TASK STATEMENT
Could you filter the data below down to the lines that hold the word "jersey"?

---------- DATA SUPPLIED ----------

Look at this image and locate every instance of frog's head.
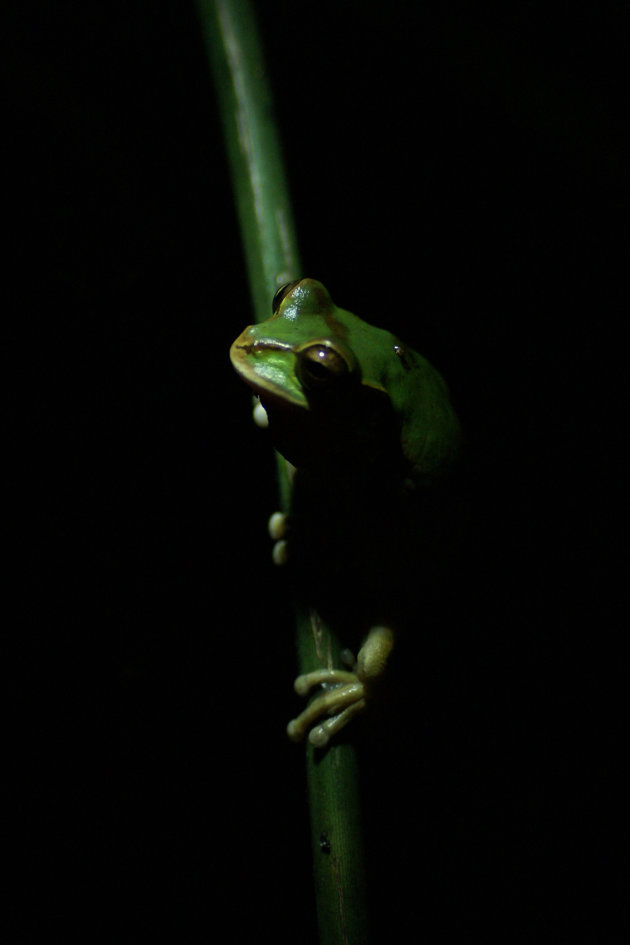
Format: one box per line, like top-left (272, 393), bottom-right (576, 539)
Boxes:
top-left (230, 278), bottom-right (399, 475)
top-left (230, 278), bottom-right (362, 409)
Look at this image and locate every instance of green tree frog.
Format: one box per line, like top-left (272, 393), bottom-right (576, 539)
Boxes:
top-left (230, 278), bottom-right (461, 747)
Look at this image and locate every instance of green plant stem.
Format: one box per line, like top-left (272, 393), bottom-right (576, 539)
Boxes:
top-left (195, 1), bottom-right (369, 941)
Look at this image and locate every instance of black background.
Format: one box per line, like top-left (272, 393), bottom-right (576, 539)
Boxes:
top-left (5, 1), bottom-right (627, 941)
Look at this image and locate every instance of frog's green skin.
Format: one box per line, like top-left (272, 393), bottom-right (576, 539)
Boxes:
top-left (230, 278), bottom-right (460, 486)
top-left (230, 278), bottom-right (461, 747)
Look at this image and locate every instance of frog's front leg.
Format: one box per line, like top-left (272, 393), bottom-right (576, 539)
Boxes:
top-left (287, 625), bottom-right (394, 747)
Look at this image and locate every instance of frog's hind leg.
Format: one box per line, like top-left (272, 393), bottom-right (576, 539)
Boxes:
top-left (287, 625), bottom-right (395, 747)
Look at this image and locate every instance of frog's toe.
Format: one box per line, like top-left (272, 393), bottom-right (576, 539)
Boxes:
top-left (287, 670), bottom-right (366, 746)
top-left (268, 511), bottom-right (287, 540)
top-left (252, 397), bottom-right (269, 428)
top-left (306, 701), bottom-right (367, 748)
top-left (268, 512), bottom-right (289, 565)
top-left (272, 539), bottom-right (289, 566)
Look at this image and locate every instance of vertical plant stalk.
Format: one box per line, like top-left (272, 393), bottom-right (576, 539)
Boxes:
top-left (195, 1), bottom-right (370, 942)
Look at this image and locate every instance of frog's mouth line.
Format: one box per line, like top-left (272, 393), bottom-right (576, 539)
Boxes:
top-left (243, 375), bottom-right (307, 409)
top-left (231, 339), bottom-right (291, 356)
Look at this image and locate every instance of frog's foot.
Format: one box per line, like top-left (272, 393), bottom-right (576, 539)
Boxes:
top-left (268, 511), bottom-right (289, 566)
top-left (287, 626), bottom-right (394, 748)
top-left (287, 670), bottom-right (367, 747)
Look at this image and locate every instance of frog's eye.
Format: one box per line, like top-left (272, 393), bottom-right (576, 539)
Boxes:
top-left (272, 280), bottom-right (301, 314)
top-left (296, 342), bottom-right (354, 394)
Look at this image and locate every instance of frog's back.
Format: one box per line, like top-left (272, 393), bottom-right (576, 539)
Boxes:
top-left (336, 304), bottom-right (461, 483)
top-left (402, 347), bottom-right (461, 483)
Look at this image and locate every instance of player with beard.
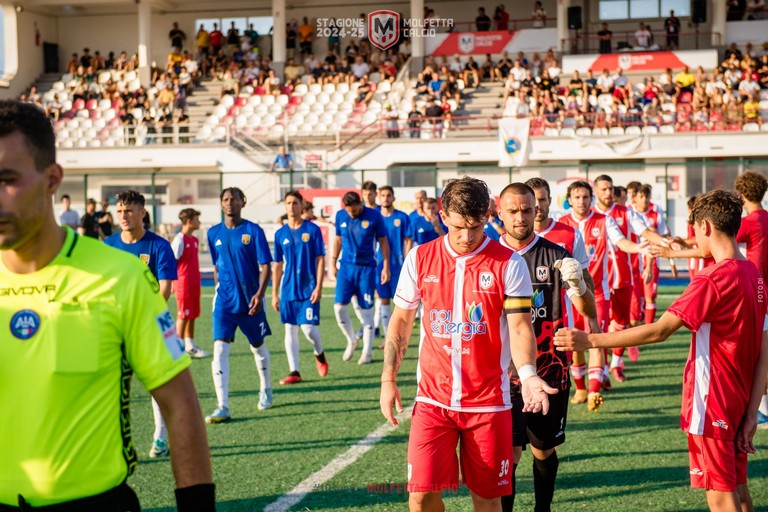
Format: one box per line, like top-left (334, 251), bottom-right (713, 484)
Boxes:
top-left (497, 183), bottom-right (600, 512)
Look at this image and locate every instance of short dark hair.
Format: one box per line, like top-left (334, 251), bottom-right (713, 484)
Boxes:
top-left (637, 184), bottom-right (652, 197)
top-left (689, 190), bottom-right (743, 237)
top-left (626, 181), bottom-right (641, 193)
top-left (343, 191), bottom-right (362, 206)
top-left (423, 197), bottom-right (438, 206)
top-left (379, 185), bottom-right (394, 194)
top-left (442, 176), bottom-right (490, 221)
top-left (594, 174), bottom-right (613, 185)
top-left (179, 208), bottom-right (201, 223)
top-left (500, 182), bottom-right (535, 200)
top-left (116, 190), bottom-right (145, 207)
top-left (361, 181), bottom-right (377, 192)
top-left (62, 194), bottom-right (71, 201)
top-left (0, 100), bottom-right (56, 172)
top-left (734, 171), bottom-right (768, 203)
top-left (525, 177), bottom-right (551, 196)
top-left (221, 187), bottom-right (246, 203)
top-left (285, 190), bottom-right (304, 202)
top-left (613, 186), bottom-right (626, 198)
top-left (687, 195), bottom-right (698, 210)
top-left (302, 200), bottom-right (314, 211)
top-left (567, 180), bottom-right (592, 198)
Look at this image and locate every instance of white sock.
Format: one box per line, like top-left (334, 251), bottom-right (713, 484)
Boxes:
top-left (373, 299), bottom-right (382, 330)
top-left (351, 296), bottom-right (365, 324)
top-left (301, 324), bottom-right (323, 355)
top-left (360, 307), bottom-right (375, 356)
top-left (184, 337), bottom-right (195, 351)
top-left (610, 354), bottom-right (623, 369)
top-left (380, 303), bottom-right (391, 335)
top-left (603, 364), bottom-right (610, 379)
top-left (334, 303), bottom-right (357, 345)
top-left (151, 397), bottom-right (167, 441)
top-left (285, 324), bottom-right (300, 373)
top-left (759, 394), bottom-right (768, 416)
top-left (251, 344), bottom-right (272, 391)
top-left (212, 340), bottom-right (231, 408)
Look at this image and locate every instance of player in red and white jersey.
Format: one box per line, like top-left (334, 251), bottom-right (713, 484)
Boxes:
top-left (555, 190), bottom-right (768, 512)
top-left (593, 175), bottom-right (668, 381)
top-left (559, 181), bottom-right (656, 392)
top-left (635, 184), bottom-right (670, 327)
top-left (380, 177), bottom-right (556, 512)
top-left (171, 208), bottom-right (209, 358)
top-left (625, 181), bottom-right (647, 327)
top-left (526, 177), bottom-right (606, 409)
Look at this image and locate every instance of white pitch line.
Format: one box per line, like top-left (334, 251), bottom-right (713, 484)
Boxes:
top-left (263, 405), bottom-right (414, 512)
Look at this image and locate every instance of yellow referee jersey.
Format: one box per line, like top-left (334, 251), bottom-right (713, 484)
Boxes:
top-left (0, 228), bottom-right (190, 507)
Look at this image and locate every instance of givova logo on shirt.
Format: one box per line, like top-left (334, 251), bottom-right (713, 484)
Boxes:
top-left (429, 302), bottom-right (487, 341)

----------

WRITTEN RESPONSE
Look at this image and locate every instance of player in red and white jersey.
Look at this image and locate every instance of yellow referee jersey.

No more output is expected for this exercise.